Passage for review section start

And for those of you interested in writing tips, this post is my practice of a core skill: the ability to concisely condense material. The actual Times stories are already a summary of each journalist’s research and reporting. Now I’ve taken it to the next level. So if you look at their actual pieces and compare it to the nuggets I’ve highlighted, you’ll get an idea of how this process works.

All right, now. Here we go….

“Has ‘Organic’ Been Oversized?” explains that a majority of America’s organic companies are actually owned by makers of some of our most familiar junk foods. The Big Food operators have been buying smaller companies started by “real” organic entrepreneurs. The strategy gives Big Food a quick way into the $30 billion-a-year organic industry. While organics only account for 4 percent of all food industry revenues, it’s a fast-growing market because consumers willingly pay top dollar for items viewed as more pure and healthy.

But in truth, these powerful Big Food companies not only own the market, they’re shaping the laws that define what “certified organic” means.

To get an idea of the players, check out this list from the story:

Bear Naked, Wholesome & Heart, Kashi: all three and more actually belong to the cereals giant Kellogg. Naked Juice? That would be Pepsico, of Pepsi and Fritos fame. And behind the pastoral-sounding Walnut Acres, Health Valley and Spectrum Organics is none other than Hain Celestial, once affiliated with Heinz, the grand old name in ketchup.

Over the past decade, since federal organic standards have come to the fore, giant agri-food corporations like these and others — Coca-Cola, Cargill, ConAgra, General Mills, Kraft and M&M Mars among them — have gobbled  up most of the nation’s organic food industry. Pure, locally produced food from small family farms? Not so much anymore.

The industry is regulated by a 15-member National Organics Standards Board which decides — by a two-thirds majority vote — what extra ingredients can go into products labelled as “certified organic.” Today, 250 nonorganic additives are deemed okay, up from 77 in 2002.

According to the Times story, Big Food board members usually vote as a block. In December, six board members wanted to greenlight a new additive that is actually a herbicide called ammonium nonanoate (!). They were ultimately voted down, but you might like to learn the names of the six Big Food, Big Organic players for future reference: General Mills, Campbell’s Soup, Organic Valley, Whole Foods Market and Earthbound Farms (which had two votes on that issue).

Passage for review section end
Entries supplied section start

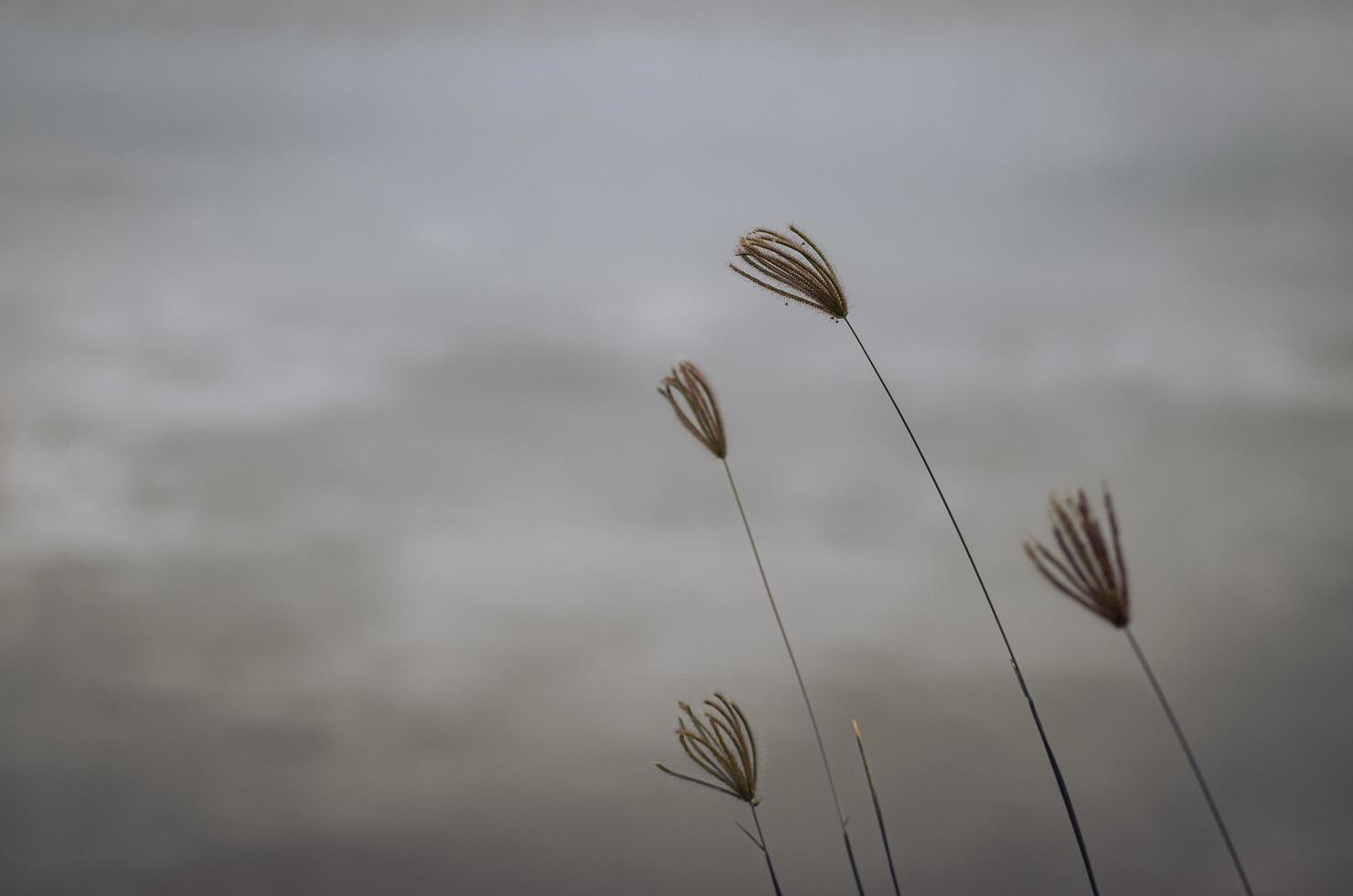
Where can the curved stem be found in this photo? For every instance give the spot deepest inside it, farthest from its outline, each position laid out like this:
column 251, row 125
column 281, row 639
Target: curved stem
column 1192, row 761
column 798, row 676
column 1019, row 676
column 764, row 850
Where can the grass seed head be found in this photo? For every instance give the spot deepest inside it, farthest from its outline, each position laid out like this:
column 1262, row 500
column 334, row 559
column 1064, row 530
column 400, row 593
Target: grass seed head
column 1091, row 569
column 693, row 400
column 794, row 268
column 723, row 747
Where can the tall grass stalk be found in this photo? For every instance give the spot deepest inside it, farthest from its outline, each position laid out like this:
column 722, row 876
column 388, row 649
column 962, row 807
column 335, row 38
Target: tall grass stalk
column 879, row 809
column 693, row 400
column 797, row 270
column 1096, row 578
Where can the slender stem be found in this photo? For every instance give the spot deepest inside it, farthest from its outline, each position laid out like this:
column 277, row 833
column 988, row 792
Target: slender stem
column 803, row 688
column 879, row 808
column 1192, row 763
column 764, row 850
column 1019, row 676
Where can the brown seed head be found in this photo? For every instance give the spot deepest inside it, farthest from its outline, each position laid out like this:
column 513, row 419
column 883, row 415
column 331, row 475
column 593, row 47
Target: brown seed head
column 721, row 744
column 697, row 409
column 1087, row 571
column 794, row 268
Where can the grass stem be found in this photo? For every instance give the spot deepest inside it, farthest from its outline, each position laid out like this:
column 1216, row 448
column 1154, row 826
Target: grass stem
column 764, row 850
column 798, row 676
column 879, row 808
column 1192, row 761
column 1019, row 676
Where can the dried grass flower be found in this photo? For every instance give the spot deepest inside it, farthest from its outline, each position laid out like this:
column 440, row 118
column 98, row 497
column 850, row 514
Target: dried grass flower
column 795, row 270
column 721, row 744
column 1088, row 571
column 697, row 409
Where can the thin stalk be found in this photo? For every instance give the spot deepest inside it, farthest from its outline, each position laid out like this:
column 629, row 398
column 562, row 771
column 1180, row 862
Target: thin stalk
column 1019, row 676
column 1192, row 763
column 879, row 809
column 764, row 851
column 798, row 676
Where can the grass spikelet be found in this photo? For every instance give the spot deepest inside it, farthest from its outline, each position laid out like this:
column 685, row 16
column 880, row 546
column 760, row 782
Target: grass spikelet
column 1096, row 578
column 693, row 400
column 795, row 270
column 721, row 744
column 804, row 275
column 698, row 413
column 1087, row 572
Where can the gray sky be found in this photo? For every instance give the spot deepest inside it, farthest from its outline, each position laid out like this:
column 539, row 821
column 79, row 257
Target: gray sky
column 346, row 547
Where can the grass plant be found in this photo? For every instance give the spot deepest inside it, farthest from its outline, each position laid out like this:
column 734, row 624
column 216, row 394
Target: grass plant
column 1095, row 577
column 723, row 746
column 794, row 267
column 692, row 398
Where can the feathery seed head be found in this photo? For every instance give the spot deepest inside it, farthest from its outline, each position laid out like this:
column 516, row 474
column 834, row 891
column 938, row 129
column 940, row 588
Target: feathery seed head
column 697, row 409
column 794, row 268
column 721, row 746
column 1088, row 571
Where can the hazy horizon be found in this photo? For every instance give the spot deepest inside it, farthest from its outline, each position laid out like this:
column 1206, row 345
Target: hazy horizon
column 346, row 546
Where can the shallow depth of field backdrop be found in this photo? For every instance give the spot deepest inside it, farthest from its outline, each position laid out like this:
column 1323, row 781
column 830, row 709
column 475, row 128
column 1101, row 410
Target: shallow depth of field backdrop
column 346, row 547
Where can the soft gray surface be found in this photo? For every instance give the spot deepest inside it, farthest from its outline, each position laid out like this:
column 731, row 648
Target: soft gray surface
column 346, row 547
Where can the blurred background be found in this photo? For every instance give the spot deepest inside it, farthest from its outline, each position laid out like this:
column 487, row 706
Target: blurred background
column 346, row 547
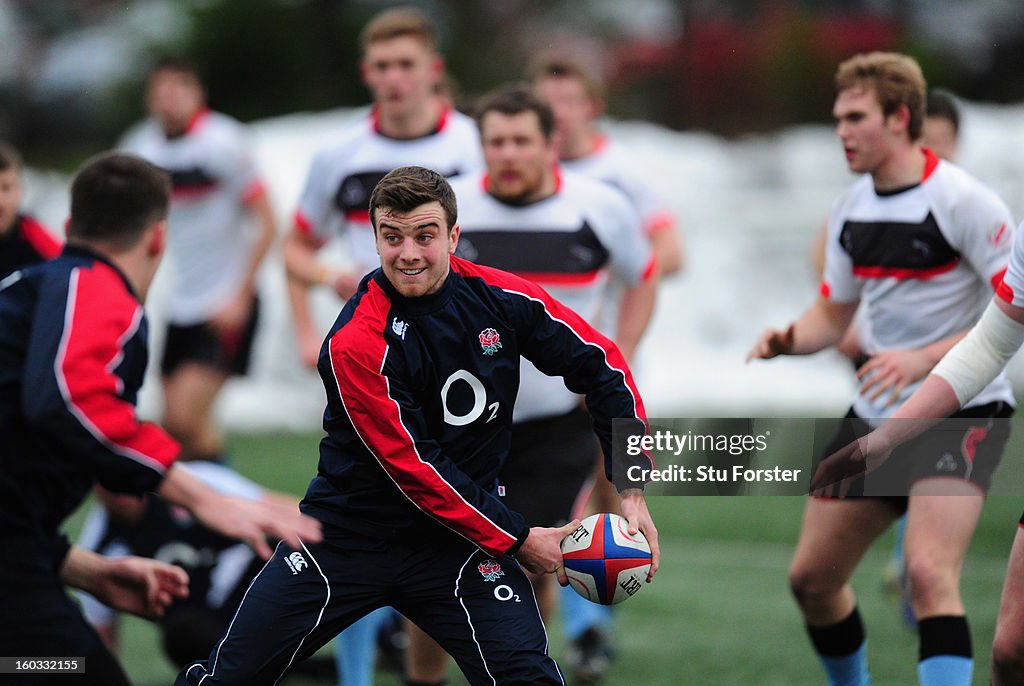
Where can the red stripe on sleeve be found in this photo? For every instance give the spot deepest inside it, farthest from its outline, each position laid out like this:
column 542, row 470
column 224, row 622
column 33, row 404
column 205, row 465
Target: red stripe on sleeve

Entries supplied section end

*Work instructions*:
a - In the piece on Big Food and organic labels, how many nonorganic additives are allowed today in "certified organic" products, and how many were allowed in 2002?
b - Please pick up the piece on Big Food and organic labels after its last sentence and continue it.

*Exercise responses*:
a - 250 are allowed today, up from 77 in 2002.

b -
This board was formed in 1997. The 15 members were supposed to include four farmers, three conservationists, three consumer representatives, a scientist, a retailer, a certification agent and two people from companies that process organic food.

But stuff happened. There’s never been a true consumer advocate on the board. And by the time the rules became law in 2002, three of the early board members, all small independent companies, were acquired by General Mills.

Then, as newly-minted Big Food subsidiaries, these members voted to allow synthetic ingredients into  supposedly all-natural, organically-manufactured goods. As for the three little guys gobbled up by General Mills: Cascadian Farms, Muir Glen and Small Planet Foods.

Today, one of the farmer seats is held by strawberry grower Driscoll’s, but the Driscoll’s vote is held by an executive, not a real farmer. The seat held by the Organic Valley brand, which is a cooperative of 1,400 farmers, voted with the corporate board members to add DHA and ARA to fortifying milk products. As for your organic eggs, forget the fantasy of free-running chickens. Your certified organic eggs come from hens that the board says can be crammed into two square feet of living space.

The eye-opening story, which is packed with more details, makes me grateful for my local farmers market where I buy veggies, fruits and eggs from Hudson Valley farming families. Real people, real food.

Let us also take note of the diminishing list of still-independent companies mentioned in the Times article: Eden Foods, Clif Bar & Co., Amy’s Kitchen and Lundberg Family Farms. Let’s hear it for the underdog — and the smaller dogs.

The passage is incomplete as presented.